§ Quoted passage:
___

# Can you paint the fins of the A/C outdoor unit



## TGrayson (Jul 3, 2012)

About a year ago I had a technician clean the fins on the outdoor unit of our A/C. Upon doing so the black paint on the fins was removed, now it looks like crap and I am sure it is less efficient! 

Is there any reason why I cannot/shouldn't spray paint them black? If so, is there a special paint to use to help the fins reject heat? And is there anything else I need to be aware of other than covering all the components inside the unit prior to painting?

Thanks! Happy 4th!


----------



## woodchuck (Jul 3, 2012)

I Don't think they were painted originally. Anything on the fins will cause them to be less efficient because the heat transfer would not be as great with a layer of paint over the aluminium fins.


----------



## CallMeVilla (Jul 4, 2012)

Listen to the Woodchuck.  Paint is irrelevant to efficiency.


----------



## TGrayson (Jul 5, 2012)

___

§ Instructions:
a) Do these statements agree with the A/C fins thread above? Answer yes or no for each, and quote the words from the thread that decide it. (i) The technician's cleaning took the black paint off the fins. (ii) woodchuck thinks a coat of paint would help heat move through the fins better. (iii) CallMeVilla says paint makes a real difference to efficiency.
b) From the A/C fins thread above, give back the passage starting with "About a year" and going on through "is less efficient!", word for word.

___

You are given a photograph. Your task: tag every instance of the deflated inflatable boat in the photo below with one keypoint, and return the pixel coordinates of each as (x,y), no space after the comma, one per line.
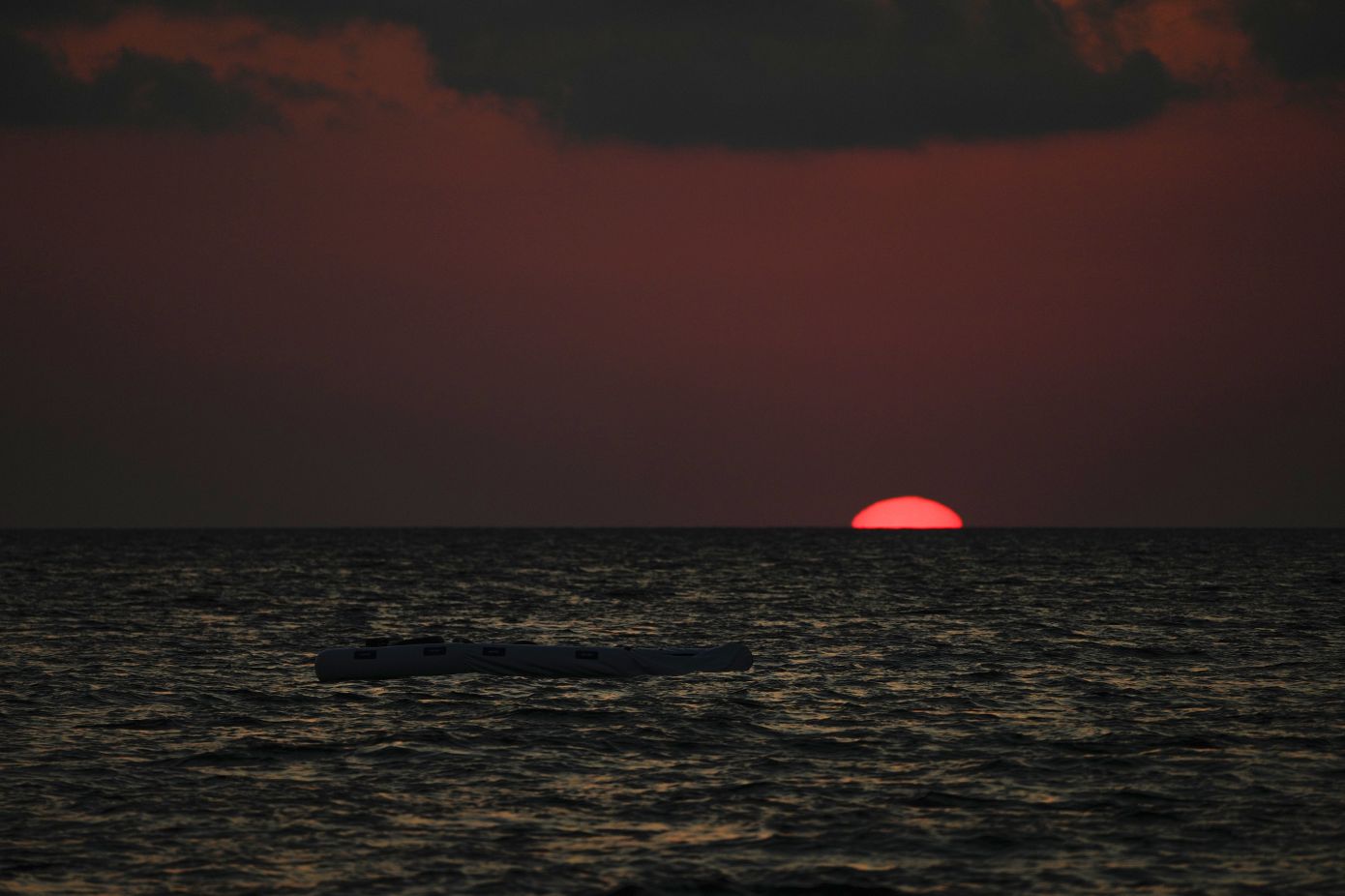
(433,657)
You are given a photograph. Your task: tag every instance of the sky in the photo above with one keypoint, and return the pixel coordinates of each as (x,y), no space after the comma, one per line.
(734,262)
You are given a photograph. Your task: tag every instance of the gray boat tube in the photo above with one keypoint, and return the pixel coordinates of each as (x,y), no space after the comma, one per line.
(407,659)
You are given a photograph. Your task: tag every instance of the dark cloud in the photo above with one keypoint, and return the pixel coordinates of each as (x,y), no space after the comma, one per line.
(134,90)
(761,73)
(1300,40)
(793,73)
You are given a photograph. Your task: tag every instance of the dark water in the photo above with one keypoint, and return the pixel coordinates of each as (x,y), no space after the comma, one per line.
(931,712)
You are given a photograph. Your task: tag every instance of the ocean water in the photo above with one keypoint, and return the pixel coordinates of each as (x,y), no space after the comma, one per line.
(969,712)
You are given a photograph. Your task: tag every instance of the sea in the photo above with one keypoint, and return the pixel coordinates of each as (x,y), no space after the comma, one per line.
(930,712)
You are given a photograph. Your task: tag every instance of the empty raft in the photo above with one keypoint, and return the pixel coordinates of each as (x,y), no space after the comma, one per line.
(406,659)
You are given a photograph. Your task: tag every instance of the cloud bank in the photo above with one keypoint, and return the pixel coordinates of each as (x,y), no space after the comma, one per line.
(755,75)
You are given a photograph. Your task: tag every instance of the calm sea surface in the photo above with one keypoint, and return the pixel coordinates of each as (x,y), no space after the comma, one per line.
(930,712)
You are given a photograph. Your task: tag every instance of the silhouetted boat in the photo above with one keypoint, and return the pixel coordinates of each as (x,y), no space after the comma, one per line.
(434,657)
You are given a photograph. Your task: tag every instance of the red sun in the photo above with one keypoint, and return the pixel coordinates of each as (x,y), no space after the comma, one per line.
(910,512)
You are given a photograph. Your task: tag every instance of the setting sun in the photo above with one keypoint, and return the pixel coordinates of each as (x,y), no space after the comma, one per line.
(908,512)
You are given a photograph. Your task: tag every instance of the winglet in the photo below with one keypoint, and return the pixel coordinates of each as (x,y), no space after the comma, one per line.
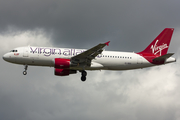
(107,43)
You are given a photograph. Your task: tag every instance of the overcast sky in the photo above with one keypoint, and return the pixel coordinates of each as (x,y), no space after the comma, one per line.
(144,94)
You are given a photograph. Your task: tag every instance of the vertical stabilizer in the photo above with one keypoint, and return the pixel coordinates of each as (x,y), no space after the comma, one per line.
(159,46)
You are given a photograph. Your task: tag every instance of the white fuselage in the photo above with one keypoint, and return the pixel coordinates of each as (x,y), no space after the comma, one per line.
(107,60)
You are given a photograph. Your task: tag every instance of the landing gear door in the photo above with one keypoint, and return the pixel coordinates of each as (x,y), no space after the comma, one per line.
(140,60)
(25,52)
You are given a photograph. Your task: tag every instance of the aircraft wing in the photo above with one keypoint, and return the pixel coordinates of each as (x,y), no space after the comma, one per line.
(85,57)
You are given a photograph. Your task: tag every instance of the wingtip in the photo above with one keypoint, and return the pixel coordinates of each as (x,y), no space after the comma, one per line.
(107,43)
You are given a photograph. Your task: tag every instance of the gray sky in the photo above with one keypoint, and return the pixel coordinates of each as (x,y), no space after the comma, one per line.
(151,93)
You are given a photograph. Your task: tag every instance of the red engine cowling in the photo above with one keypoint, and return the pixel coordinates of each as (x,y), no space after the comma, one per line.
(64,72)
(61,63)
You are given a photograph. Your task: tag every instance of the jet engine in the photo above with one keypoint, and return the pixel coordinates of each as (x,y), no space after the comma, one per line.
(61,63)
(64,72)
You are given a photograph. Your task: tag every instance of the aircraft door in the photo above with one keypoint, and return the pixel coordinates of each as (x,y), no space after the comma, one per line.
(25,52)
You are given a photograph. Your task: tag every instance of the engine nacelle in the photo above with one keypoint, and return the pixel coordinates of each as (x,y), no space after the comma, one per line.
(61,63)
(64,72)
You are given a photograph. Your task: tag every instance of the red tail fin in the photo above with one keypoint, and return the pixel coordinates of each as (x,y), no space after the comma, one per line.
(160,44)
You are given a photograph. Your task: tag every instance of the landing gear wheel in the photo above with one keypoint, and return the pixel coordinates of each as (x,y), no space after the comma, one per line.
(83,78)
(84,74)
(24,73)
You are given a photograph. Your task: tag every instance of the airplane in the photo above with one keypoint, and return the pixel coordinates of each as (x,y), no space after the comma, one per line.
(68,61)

___

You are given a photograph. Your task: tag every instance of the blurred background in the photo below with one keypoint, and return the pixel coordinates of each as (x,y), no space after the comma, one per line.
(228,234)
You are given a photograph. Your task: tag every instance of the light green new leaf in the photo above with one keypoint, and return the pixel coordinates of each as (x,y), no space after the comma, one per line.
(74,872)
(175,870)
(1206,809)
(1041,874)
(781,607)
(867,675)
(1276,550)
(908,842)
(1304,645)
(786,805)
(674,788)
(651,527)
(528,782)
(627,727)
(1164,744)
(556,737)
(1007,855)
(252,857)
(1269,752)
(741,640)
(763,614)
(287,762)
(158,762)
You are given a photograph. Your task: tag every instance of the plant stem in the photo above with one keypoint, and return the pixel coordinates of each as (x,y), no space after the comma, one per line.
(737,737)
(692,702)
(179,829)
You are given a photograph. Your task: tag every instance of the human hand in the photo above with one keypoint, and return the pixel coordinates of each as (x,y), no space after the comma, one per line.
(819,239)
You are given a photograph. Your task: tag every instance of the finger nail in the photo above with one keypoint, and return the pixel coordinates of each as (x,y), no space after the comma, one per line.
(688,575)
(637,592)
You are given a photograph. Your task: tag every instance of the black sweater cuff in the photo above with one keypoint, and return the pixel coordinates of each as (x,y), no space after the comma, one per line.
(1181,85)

___

§ Answers in order:
a)
(i) Yes: "Upon doing so the black paint on the fins was removed"
(ii) No: "the heat transfer would not be as great with a layer of paint over the aluminium fins"
(iii) No: "Paint is irrelevant to efficiency."

b)
About a year ago I had a technician clean the fins on the outdoor unit of our A/C. Upon doing so the black paint on the fins was removed, now it looks like crap and I am sure it is less efficient!